• **EXERCISE REQUIREMENTS**
Copy out the records below verbatim, starting at the line with "the mirror in" and ending at the line with "21,265,136,426", both included.

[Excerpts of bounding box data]

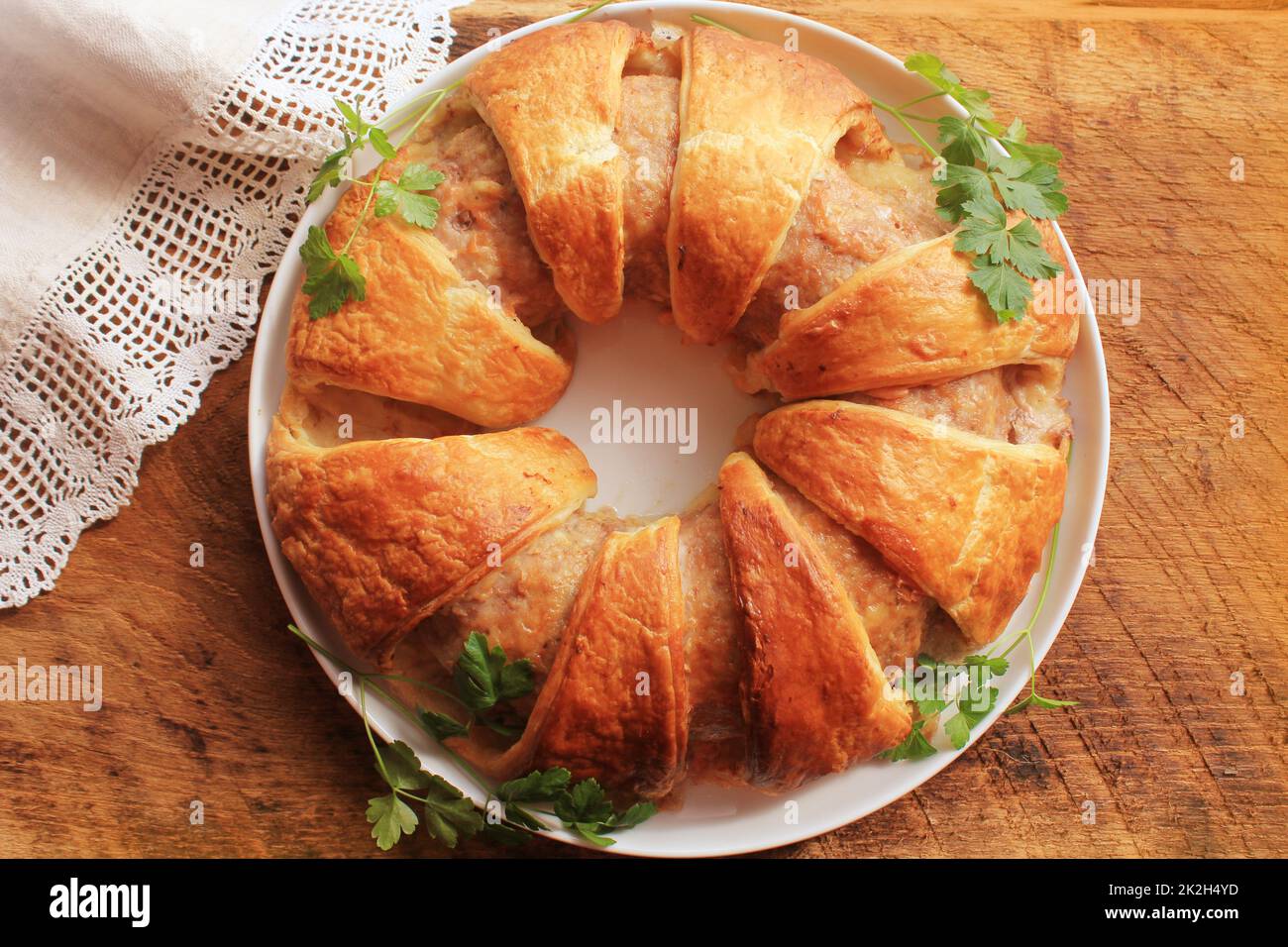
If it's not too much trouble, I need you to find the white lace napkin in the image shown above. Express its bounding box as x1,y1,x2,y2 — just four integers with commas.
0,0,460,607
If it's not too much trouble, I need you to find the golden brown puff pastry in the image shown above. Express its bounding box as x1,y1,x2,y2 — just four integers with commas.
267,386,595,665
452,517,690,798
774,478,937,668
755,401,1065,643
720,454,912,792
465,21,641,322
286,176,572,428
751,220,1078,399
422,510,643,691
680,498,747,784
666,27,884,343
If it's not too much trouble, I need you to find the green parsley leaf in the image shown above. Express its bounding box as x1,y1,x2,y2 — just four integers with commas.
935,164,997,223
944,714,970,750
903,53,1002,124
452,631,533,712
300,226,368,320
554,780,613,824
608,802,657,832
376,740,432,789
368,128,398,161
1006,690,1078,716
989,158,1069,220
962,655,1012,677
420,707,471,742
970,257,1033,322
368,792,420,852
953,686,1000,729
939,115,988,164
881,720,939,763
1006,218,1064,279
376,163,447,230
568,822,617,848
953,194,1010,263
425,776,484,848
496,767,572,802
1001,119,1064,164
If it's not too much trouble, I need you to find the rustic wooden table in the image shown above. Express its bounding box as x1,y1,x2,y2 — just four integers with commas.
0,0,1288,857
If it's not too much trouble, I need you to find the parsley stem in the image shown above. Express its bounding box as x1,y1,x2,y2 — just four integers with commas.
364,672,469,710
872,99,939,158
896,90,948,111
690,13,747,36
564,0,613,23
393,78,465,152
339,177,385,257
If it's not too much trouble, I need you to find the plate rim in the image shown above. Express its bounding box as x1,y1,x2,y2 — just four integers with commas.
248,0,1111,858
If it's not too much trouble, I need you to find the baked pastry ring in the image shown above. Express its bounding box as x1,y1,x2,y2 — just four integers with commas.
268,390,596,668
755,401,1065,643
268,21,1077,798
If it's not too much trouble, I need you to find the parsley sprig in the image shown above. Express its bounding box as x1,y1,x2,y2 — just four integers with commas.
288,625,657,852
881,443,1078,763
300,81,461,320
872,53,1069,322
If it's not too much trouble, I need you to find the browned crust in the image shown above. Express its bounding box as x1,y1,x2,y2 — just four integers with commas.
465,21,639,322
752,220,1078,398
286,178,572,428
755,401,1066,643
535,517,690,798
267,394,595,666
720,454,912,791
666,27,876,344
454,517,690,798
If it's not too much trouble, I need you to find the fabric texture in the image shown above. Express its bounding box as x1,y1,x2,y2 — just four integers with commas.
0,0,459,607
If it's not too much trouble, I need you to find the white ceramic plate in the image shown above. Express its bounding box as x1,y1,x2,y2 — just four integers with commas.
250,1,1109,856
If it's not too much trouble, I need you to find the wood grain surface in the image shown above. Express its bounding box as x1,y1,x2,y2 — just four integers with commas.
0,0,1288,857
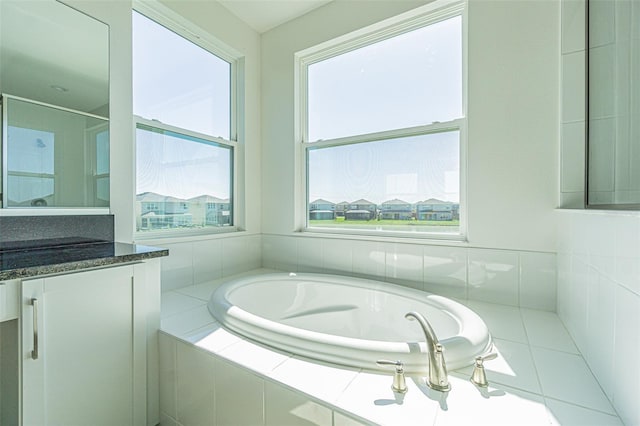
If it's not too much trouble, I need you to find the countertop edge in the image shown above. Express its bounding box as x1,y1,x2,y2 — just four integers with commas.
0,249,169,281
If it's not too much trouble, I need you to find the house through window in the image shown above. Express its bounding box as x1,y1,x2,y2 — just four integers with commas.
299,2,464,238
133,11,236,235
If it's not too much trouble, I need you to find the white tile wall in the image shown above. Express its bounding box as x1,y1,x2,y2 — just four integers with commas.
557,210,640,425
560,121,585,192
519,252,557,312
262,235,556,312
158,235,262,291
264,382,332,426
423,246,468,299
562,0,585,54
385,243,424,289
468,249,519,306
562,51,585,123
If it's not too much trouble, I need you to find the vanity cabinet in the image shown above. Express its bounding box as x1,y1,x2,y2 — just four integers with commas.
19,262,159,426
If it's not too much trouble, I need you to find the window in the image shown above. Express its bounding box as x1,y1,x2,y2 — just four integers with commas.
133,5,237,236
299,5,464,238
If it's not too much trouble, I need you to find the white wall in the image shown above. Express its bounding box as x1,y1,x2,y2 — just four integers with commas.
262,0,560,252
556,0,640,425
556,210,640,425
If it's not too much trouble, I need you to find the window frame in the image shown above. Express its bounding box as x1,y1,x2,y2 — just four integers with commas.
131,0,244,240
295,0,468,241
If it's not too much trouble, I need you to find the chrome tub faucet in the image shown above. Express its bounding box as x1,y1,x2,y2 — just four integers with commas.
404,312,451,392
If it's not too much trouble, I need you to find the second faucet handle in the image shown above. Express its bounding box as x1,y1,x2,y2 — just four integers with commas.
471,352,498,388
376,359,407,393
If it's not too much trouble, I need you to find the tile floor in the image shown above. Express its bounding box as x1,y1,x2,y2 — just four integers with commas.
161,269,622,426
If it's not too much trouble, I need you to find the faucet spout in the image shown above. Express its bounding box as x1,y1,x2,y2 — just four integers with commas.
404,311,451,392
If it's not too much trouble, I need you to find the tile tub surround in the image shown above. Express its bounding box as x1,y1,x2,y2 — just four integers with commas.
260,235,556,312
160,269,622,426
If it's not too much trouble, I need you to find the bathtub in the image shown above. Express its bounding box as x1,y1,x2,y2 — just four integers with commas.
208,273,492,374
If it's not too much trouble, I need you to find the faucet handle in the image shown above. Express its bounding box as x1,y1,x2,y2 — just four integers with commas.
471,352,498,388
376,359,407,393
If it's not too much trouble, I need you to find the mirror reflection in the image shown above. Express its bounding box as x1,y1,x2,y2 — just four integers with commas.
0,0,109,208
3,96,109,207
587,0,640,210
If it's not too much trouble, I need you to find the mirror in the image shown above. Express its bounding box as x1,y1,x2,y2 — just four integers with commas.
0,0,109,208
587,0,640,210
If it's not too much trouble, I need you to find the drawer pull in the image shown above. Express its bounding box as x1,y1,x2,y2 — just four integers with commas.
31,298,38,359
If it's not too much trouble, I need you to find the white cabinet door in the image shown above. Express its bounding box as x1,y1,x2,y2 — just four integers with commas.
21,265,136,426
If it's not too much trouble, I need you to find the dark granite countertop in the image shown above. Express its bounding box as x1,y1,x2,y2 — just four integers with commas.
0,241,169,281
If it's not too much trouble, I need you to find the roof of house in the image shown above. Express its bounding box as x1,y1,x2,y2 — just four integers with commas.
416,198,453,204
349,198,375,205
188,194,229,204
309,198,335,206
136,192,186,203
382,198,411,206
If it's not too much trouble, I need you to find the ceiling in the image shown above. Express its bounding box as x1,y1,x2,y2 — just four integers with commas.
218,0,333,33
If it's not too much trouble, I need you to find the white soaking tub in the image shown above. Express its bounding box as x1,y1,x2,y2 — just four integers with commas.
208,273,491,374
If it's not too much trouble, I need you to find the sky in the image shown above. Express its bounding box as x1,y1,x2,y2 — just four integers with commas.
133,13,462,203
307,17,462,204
---
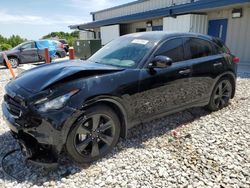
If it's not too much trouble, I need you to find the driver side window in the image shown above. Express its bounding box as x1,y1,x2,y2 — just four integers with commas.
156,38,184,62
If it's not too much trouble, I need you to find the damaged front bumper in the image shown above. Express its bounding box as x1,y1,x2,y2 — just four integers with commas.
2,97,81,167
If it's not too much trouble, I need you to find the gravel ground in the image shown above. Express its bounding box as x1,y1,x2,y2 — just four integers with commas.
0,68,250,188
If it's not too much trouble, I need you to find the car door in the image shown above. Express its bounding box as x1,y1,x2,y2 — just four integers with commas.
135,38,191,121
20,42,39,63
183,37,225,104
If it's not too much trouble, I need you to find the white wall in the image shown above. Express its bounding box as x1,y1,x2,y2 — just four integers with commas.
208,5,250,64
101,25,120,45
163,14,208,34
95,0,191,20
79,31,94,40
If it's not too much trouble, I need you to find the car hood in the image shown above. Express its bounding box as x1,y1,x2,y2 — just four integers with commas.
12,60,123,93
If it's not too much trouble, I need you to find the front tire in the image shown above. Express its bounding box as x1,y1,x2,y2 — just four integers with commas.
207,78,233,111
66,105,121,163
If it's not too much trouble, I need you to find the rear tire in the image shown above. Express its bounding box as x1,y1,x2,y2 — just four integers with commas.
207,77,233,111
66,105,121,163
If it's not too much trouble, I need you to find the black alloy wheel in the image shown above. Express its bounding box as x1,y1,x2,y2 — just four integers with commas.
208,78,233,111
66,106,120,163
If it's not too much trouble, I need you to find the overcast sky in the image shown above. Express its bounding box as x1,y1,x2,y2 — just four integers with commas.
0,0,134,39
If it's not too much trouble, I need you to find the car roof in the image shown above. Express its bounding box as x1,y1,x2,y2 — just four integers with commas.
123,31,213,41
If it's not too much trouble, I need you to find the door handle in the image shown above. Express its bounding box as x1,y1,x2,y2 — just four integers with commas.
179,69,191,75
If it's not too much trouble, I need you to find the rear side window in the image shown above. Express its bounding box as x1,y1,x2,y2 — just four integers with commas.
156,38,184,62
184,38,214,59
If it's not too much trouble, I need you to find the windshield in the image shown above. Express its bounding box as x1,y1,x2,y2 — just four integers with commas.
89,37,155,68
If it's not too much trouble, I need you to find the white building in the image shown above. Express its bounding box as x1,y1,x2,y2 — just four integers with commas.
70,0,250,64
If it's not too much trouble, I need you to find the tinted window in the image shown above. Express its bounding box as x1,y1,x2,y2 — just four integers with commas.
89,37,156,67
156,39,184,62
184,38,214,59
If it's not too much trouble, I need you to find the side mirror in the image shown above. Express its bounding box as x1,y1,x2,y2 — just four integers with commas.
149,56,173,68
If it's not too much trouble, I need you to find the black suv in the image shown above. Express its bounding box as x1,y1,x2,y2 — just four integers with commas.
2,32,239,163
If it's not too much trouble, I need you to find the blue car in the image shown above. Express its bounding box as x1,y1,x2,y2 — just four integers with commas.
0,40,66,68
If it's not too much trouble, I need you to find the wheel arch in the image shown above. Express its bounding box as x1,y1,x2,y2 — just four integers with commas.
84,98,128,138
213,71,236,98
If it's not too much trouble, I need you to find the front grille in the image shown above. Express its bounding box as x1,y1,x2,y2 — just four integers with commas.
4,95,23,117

• **RESPONSE TO THE TASK**
If it's not too much trouble, I need you to find the mirror in the image shown above. Express its bounding box as x1,y1,x2,y2 — just four integers with commas.
0,0,109,208
587,0,640,210
If it's not too much trouble, I need you to find the drawer pull in the image shown above. Express its bounding box as x1,y1,x2,y2 — just four integers with commas.
31,298,38,359
If it's not too much trouble, I need you to find the white cabinet door in the image shown above. Express its bounding box as x1,y1,x2,y2 — just four integers with commas.
21,265,136,426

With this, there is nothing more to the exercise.